YOUR OBJECTIVE:
Write out, unchanged, the lines from the one holding "on the police" to the close of the listing. Both the first and last lines belong in it.

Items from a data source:

* START *

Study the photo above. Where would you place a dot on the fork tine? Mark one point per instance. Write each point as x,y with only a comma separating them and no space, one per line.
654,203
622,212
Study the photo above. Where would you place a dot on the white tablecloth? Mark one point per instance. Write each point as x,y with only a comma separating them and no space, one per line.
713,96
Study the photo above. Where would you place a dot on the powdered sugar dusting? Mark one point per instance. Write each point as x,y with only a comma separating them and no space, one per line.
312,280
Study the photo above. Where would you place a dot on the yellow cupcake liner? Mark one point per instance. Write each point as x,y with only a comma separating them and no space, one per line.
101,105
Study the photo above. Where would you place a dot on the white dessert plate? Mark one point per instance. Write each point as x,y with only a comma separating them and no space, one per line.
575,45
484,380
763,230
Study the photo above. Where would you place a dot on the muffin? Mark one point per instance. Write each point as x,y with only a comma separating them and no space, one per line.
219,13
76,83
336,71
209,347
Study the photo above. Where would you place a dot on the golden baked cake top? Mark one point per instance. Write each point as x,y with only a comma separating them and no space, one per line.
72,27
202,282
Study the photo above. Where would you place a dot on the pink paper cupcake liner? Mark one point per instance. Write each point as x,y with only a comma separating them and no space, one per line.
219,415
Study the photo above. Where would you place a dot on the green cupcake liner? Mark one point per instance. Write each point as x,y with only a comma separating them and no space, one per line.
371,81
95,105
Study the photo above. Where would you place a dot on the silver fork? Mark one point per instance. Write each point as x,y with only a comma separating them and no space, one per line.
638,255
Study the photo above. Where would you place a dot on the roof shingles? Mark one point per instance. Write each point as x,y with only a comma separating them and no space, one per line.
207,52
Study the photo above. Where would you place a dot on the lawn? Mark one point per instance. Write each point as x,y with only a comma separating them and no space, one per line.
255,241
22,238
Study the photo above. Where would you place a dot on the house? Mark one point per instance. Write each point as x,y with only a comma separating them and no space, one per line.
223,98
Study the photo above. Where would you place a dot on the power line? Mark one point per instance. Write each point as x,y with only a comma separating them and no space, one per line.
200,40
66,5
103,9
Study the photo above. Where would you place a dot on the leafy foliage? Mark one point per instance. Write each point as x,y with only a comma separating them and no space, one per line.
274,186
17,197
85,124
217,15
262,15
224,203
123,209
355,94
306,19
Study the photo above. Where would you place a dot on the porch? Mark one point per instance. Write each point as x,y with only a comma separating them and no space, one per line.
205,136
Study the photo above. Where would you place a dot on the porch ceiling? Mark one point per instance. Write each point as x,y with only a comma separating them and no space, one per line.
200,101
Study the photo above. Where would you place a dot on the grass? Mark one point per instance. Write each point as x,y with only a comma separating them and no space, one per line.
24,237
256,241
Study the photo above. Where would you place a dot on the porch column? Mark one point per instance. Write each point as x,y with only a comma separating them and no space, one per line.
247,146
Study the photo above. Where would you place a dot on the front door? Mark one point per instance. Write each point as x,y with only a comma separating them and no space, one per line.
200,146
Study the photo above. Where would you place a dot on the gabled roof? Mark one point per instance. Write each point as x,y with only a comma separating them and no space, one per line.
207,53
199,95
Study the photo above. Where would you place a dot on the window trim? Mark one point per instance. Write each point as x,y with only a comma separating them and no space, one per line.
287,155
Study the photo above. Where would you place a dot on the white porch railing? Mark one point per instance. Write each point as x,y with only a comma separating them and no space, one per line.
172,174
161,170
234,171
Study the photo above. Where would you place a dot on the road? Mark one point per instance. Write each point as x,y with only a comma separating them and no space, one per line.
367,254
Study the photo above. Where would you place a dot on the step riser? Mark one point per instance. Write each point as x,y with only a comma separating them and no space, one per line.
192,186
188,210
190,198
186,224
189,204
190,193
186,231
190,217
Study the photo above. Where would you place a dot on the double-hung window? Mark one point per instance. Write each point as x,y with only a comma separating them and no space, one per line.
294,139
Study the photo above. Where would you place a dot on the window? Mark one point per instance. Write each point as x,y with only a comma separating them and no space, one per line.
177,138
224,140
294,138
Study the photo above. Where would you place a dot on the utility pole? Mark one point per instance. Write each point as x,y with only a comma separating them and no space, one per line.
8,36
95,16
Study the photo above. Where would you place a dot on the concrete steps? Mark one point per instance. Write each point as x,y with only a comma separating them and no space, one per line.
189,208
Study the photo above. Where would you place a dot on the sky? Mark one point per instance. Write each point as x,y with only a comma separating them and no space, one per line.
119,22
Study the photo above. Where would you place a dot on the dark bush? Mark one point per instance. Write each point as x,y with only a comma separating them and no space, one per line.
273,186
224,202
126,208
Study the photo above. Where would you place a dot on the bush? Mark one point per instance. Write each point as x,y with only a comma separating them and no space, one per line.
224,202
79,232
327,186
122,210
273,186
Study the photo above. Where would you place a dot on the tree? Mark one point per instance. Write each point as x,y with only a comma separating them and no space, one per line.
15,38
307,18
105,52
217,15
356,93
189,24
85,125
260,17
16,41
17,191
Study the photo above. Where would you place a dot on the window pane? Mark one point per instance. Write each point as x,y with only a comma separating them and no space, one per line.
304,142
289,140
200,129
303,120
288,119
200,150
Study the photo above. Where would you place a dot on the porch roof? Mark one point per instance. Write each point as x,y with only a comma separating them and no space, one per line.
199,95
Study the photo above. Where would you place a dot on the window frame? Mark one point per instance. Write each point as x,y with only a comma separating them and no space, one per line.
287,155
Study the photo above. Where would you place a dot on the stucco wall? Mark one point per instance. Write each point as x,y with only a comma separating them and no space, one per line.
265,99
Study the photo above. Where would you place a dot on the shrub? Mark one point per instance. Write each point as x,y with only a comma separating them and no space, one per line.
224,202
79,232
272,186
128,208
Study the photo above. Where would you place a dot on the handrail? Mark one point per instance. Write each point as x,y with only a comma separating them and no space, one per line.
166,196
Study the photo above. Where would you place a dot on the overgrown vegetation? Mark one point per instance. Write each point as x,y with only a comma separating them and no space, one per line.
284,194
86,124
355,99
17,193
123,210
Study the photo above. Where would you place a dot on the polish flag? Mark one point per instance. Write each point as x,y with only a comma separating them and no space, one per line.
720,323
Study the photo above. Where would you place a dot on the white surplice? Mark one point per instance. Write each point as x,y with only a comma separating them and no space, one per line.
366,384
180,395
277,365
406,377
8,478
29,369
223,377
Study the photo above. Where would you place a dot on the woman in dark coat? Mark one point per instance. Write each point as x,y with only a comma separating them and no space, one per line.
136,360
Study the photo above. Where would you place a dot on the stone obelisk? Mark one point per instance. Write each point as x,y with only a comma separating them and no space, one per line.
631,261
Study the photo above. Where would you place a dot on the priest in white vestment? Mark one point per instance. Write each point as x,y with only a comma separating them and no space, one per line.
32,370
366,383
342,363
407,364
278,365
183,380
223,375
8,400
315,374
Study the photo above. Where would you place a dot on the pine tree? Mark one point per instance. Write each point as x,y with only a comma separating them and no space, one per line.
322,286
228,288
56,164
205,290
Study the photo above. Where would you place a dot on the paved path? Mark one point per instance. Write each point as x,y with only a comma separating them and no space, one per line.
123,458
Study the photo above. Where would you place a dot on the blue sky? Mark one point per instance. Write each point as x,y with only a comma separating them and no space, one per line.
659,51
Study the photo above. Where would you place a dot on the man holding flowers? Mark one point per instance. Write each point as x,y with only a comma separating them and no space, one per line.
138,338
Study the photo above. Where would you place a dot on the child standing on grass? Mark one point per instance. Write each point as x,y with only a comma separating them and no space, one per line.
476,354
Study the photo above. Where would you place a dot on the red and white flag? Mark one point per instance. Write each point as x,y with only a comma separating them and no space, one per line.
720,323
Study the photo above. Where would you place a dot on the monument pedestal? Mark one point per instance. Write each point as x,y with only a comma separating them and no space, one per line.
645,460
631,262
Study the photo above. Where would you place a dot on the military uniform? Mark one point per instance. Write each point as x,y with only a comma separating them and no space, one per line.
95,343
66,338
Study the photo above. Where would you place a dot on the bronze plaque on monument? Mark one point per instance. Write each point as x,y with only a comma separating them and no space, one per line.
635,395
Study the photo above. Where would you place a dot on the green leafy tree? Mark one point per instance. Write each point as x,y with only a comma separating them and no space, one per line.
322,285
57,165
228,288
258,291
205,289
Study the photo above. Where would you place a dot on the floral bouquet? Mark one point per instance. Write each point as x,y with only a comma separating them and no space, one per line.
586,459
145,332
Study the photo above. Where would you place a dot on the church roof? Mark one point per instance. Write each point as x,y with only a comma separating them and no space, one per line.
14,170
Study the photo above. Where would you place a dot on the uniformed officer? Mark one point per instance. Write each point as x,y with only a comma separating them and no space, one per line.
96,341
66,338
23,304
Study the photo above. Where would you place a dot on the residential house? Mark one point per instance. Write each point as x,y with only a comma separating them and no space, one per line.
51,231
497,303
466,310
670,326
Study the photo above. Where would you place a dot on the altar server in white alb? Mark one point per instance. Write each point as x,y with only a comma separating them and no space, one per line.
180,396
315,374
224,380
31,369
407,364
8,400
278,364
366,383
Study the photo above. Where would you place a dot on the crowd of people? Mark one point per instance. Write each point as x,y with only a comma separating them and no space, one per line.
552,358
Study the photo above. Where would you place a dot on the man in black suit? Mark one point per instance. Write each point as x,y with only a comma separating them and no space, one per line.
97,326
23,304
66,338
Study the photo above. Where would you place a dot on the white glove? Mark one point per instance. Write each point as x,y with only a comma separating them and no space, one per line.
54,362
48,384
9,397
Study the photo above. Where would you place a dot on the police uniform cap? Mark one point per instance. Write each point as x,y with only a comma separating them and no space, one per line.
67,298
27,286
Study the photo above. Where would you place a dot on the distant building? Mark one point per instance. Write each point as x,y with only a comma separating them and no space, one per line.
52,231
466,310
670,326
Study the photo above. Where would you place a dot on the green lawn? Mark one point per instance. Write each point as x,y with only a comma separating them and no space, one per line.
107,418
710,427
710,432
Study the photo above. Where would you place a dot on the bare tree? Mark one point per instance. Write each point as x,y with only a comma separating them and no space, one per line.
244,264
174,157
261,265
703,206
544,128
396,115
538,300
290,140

* END *

ANSWER IN FULL:
Study the photo above. Where would you place a dot on the police uniform cap? Mark one point per instance. Write each point as x,y with only a comma separating them and no space, one per line.
67,298
27,286
Study the photo above. Where would you place a dot on the distant building? Mark one point per instance. Write each point as x,y with only a comma separating them and no space, one per line.
52,231
466,310
670,326
Study the photo above. Where would you place a dot on the green lawn? Mark one point per instance. Write each point as x,y with only a comma separating them and no space, one per line.
107,418
710,427
710,432
Study the photo above. Where would you place a dot on the bare tree? Mark one point per instance. Write each point as x,y with only a comma separating them and no space, one per line.
244,264
174,157
261,265
703,206
544,128
396,115
538,300
290,140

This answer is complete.